Unless you live under a rock (you know, without internet), it's impossible to ignore the inspiring movement that's been sparked by a handful of women who suffer from rare skin conditions. Instead of hiding their symptoms from the world, these five women are celebrating their natural beauty, spreading awareness, and bringing a whole new meaning to #NoMakeup selfies in the process.
From "undateable" to internet sensation: The 23-year-old British artist posted a few selfies on Imgur, which have already gone viral and received multitudes of comments in praise of her bravery. Harford said she was once scouted for the reality shows Undateables and Too Ugly For Love? but declined because she would rather people with birthmarks accept themselves and "see themselves differently."
"I'm absolutely not self conscious about it at all," she wrote on Imgur. "I actually like it a lot."
After concealing a scar on her torso —the result of undergoing four open-heart surgeries—for years, this Reddit user decided to celebrate it by wearing a two-piece swimsuit to the beach. "I am so proud that I finally felt confident enough to wear a bikini instead of hiding my scar," she wrote.

**Brief 1**
In the article about women celebrating their rare skin conditions, reproduce the text starting with "Unless you live" and going on through "in the process.".
**Brief 2**
Render this sentence from the skin-conditions article in Spanish: "I am so proud that I finally felt confident enough to wear a bikini instead of hiding my scar," she wrote.
**Brief 3**
Extend the article on women who embrace their rare skin conditions, picking up after its final sentence.

(Referring expression data)
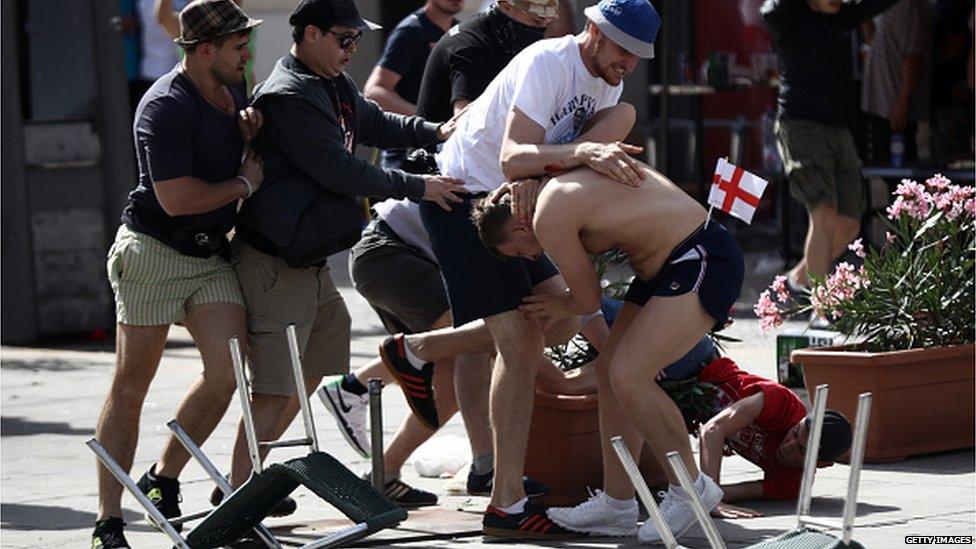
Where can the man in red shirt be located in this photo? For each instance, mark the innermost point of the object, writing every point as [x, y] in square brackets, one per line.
[767, 424]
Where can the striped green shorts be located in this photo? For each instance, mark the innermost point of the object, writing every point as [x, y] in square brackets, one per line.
[154, 284]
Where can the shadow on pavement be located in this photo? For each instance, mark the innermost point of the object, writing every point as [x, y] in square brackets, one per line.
[15, 426]
[954, 462]
[46, 365]
[22, 516]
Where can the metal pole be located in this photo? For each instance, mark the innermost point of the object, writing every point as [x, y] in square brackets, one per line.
[338, 538]
[296, 366]
[857, 460]
[244, 395]
[810, 460]
[711, 532]
[214, 474]
[376, 433]
[654, 514]
[124, 479]
[663, 47]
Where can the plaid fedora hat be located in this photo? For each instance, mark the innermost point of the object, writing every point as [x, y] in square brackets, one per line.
[202, 20]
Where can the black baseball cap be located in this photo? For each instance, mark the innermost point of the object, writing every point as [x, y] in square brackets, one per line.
[835, 436]
[326, 13]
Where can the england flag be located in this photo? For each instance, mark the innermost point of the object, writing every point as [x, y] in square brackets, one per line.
[736, 191]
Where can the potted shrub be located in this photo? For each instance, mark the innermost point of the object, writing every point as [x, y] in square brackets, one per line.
[908, 314]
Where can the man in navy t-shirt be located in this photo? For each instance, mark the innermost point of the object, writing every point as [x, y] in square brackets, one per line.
[168, 262]
[395, 81]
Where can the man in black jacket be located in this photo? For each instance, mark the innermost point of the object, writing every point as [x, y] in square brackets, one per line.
[307, 209]
[816, 97]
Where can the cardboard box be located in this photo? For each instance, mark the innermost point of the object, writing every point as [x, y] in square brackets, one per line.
[787, 373]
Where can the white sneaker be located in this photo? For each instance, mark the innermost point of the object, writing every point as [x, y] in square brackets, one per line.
[596, 516]
[677, 511]
[349, 411]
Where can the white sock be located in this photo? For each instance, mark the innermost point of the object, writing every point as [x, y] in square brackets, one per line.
[620, 504]
[516, 507]
[413, 359]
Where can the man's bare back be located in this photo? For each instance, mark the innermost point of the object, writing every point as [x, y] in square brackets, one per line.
[646, 223]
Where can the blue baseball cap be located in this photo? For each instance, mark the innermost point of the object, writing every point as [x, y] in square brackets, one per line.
[632, 24]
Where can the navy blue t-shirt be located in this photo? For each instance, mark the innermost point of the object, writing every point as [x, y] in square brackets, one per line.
[178, 133]
[406, 52]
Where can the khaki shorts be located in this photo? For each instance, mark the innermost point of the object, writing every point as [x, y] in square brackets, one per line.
[155, 284]
[821, 165]
[278, 295]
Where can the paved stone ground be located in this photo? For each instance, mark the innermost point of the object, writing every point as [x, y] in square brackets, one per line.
[51, 395]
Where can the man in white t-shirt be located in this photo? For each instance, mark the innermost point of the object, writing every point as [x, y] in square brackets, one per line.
[552, 108]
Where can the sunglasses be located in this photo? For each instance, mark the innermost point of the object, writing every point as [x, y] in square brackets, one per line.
[347, 40]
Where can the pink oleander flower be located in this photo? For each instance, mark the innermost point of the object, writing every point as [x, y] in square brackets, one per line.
[937, 181]
[779, 287]
[768, 312]
[909, 291]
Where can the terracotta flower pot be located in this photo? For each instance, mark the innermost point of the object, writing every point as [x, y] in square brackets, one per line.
[564, 448]
[923, 398]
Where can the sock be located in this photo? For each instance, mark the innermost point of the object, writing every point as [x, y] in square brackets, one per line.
[620, 504]
[413, 359]
[351, 384]
[515, 508]
[157, 477]
[483, 464]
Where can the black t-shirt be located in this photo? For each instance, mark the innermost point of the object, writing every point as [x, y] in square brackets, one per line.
[467, 58]
[179, 133]
[406, 52]
[815, 58]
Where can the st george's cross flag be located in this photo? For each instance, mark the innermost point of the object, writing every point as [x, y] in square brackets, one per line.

**Task output 1**
Unless you live under a rock (you know, without internet), it's impossible to ignore the inspiring movement that's been sparked by a handful of women who suffer from rare skin conditions. Instead of hiding their symptoms from the world, these five women are celebrating their natural beauty, spreading awareness, and bringing a whole new meaning to #NoMakeup selfies in the process.

**Task output 2**
"Estoy tan orgullosa de haberme sentido por fin lo bastante segura como para ponerme un bikini en lugar de esconder mi cicatriz", escribió.

**Task output 3**
For over a decade, 24-year-old Lanuzza has suffered from psoriasis, a skin condition that causes red, raised patches to cover 97% of her body. While it was hard to come to terms with at first, she now views it as a blessing in disguise. "After all these years I finally have confidence in my own skin I want to show other women that their 'abnormalities' could be their strengths," she told the Daily Mail.
Revitalizing the supermodel landscape as we know it, 21-year-old Harlow has vitiligo, a disease that causes the loss of skin color on portions of the skin. As a teenager, Harlow was serendipitously spotted by Tyra Banks, who encouraged her to audition for America's Next Top Model. She did—and placed sixth. Since then, she has starred in numerous fashion campaigns, magazine spreads, and Eminem and Sia's music video for "Guts Over Fear."
After 30 years of concealing her face from the world, writer Goodman-Helfand took off her makeup and shared an eye-opening, bare-faced selfie that showcases her symptoms of scleroderma, a rare autoimmune disease that causes a hardening of the skin. When Facebook refused to post the photo due to "negative feedback," the internet fought back, and an awareness campaign, #SclerodermaSelfies, was launched. To learn more about how you can participate in the initiative, visit Goodman-Helfand's blog Comfortable In My Thick Skin.
Thomas, 22, suffers from Harlequin Ichthyosism, a rare genetic condition that leaves her skin raw, thick, scale-like, and prone to infection. Despite the hurdles of her condition, Thomas has dedicated her time to speaking at schools, raising awareness about living with a "visible difference" and discouraging bullying.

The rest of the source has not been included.